Task: Reproduce every entry word for word. Drop all pictures from the copy.

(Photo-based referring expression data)
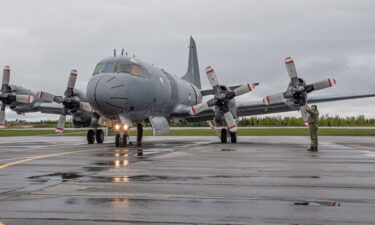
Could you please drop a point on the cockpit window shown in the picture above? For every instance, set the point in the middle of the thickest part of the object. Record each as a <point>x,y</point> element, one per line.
<point>136,70</point>
<point>123,68</point>
<point>109,68</point>
<point>130,68</point>
<point>112,67</point>
<point>104,68</point>
<point>99,68</point>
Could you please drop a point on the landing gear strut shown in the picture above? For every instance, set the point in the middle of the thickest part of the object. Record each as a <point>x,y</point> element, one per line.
<point>99,136</point>
<point>122,140</point>
<point>92,135</point>
<point>139,134</point>
<point>233,137</point>
<point>224,136</point>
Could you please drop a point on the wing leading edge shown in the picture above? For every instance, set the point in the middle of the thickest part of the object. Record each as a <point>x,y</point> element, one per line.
<point>259,108</point>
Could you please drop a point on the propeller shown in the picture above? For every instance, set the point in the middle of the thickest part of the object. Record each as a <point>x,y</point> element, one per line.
<point>221,99</point>
<point>70,101</point>
<point>8,96</point>
<point>297,91</point>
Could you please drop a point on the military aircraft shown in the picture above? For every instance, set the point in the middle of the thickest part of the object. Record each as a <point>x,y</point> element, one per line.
<point>124,91</point>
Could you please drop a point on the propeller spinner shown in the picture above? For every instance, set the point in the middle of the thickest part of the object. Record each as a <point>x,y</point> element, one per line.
<point>221,99</point>
<point>70,101</point>
<point>297,90</point>
<point>8,97</point>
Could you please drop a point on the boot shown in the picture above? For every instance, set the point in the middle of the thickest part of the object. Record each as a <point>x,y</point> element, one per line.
<point>312,149</point>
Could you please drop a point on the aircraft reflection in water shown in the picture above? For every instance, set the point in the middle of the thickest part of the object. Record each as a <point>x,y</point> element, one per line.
<point>125,92</point>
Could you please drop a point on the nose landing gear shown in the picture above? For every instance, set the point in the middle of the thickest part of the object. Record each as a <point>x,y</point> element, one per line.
<point>122,140</point>
<point>92,135</point>
<point>224,136</point>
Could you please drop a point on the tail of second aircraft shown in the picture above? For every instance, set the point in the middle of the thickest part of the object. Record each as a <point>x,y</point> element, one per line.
<point>192,75</point>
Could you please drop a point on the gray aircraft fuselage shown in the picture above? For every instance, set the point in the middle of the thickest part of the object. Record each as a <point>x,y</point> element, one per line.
<point>126,86</point>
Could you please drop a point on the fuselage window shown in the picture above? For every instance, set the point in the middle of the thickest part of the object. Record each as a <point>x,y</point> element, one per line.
<point>136,70</point>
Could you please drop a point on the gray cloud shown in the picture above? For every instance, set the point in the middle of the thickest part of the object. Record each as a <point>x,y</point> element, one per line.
<point>244,40</point>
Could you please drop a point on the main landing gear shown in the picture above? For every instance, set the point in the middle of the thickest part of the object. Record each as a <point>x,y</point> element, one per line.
<point>123,140</point>
<point>92,136</point>
<point>225,134</point>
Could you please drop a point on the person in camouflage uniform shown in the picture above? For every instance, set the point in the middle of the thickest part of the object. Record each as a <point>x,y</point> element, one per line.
<point>313,126</point>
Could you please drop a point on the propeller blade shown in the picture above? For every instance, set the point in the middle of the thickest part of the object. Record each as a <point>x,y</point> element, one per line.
<point>290,67</point>
<point>72,79</point>
<point>45,96</point>
<point>201,107</point>
<point>6,75</point>
<point>2,117</point>
<point>273,98</point>
<point>27,99</point>
<point>244,89</point>
<point>324,84</point>
<point>305,115</point>
<point>212,76</point>
<point>231,123</point>
<point>61,124</point>
<point>86,106</point>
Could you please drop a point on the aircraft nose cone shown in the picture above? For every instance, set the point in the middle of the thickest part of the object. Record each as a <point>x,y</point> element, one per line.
<point>107,94</point>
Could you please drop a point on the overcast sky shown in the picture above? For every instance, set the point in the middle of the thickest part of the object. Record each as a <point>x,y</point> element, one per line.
<point>244,40</point>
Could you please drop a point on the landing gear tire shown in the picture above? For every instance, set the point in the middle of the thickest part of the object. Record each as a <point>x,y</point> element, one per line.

Response:
Could you please drop a point on the cockpit window shown in the picture above? For every instance, set the point in the middle of the thickest part of the object. Record each as a <point>x,y</point> element, one per line.
<point>136,70</point>
<point>123,68</point>
<point>109,68</point>
<point>130,68</point>
<point>112,67</point>
<point>104,68</point>
<point>99,68</point>
Could you please drop a point on the landing gear strut shown in the picture above? For every instance, set the point in the middle of the thickest part of the object. Record each as a <point>x,y</point> element, one per line.
<point>99,136</point>
<point>122,140</point>
<point>92,135</point>
<point>139,134</point>
<point>233,137</point>
<point>224,136</point>
Could you please drop a point on the wing leading edge shown in the picture above? For every instance, set the point in the middle of the thickest part of the object. Record each as a <point>x,y</point> element, one per line.
<point>259,108</point>
Could you please drop a point on the propeller shown in the picture above? For every instance, set the point in the middle of the thickest part of the object. Record each as a <point>x,y</point> element, one per line.
<point>221,99</point>
<point>70,101</point>
<point>8,96</point>
<point>297,91</point>
Could you please drop a point on the military aircraft shown in the picture above? For every instance, set the point in the middle of the thickest part of the object. Record each as a <point>x,y</point> element, one per line.
<point>124,91</point>
Could you please drop a point on the propeller spinner shown in the picture above? For every instance, set the point in the middle of the thickest part of the object. Record each as a <point>x,y</point> element, one per line.
<point>221,99</point>
<point>70,101</point>
<point>297,90</point>
<point>8,97</point>
Could you please drop a point on the boot shown in the picture above? For every instance, set the point in the middle of the thickest part of the object. Record each as a <point>x,y</point> element, one per line.
<point>312,149</point>
Could you please drop a point on the aircraft reflection in water shown in the picture above? For every instance, set the point in the middle of the thickest part of the object. Record each as a <point>x,y</point> element, one per line.
<point>125,92</point>
Could you please drop a point on the nose landing gear shown in the picture above? For every instance, set the point in the middle of the thickest part of the object. Record each as a <point>x,y</point> element, one per line.
<point>122,140</point>
<point>92,135</point>
<point>224,136</point>
Could you please drop a point on the tail of second aircraft shown in the picture above? For every instance, set the point in the middle of the thickest part of the object. Record each as a <point>x,y</point> element, one per line.
<point>192,75</point>
Could you please drop a point on the gray aircraft fuselage shown in the picture above? For every instance, set the point in the middle of the thickest part of the object. Record each as a <point>x,y</point> element, one per line.
<point>126,86</point>
Could you please drop a point on the fuselage window shown in the picture above? For every instance, set the point in the middle of the thickest part of the object. Record each as a <point>x,y</point> element, one per line.
<point>136,70</point>
Could you please drop a point on the gray cloud shown in the picture above? For every instance, set the point in the middle of the thickest part of the object. Record each as a <point>x,y</point> element, one per line.
<point>244,40</point>
Could you please drop a point on the main landing gear shown in the picture above? For every instance, set the point in the middle of the thickest part of the object. Record each as a <point>x,y</point> element, one per line.
<point>123,140</point>
<point>92,136</point>
<point>225,134</point>
Could you please drop a point on the person in camouflage uniform shown in the picture above? For every instance, set the point in the middle of the thickest part of the object. Record each as a <point>x,y</point> element, one per line.
<point>313,126</point>
Could you please drop a point on the propeller blade shown in the picture above? For every instance, set the point in the middle of the thickest part of the object. Record each as a <point>x,y</point> element, one per line.
<point>290,67</point>
<point>72,79</point>
<point>45,96</point>
<point>201,107</point>
<point>6,75</point>
<point>2,117</point>
<point>273,98</point>
<point>27,99</point>
<point>244,89</point>
<point>324,84</point>
<point>305,115</point>
<point>212,76</point>
<point>231,123</point>
<point>61,124</point>
<point>86,106</point>
Could you please drop a point on the aircraft nose cone shown in the picture above? For every instance, set the point in the middle of the thickest part of the object. Record each as a <point>x,y</point> element, one per line.
<point>107,94</point>
Could you please drop a point on the overcast sky shown in the picture above? For every instance, set the point in the middle of the thickest part of the object. Record each as a <point>x,y</point> element, one per line.
<point>244,40</point>
Could you please drop a point on the landing gear tire shown in the picture above? For every instance, set the point in the middle of the thickest part of the object. Record each as a <point>x,y</point> element, one per line.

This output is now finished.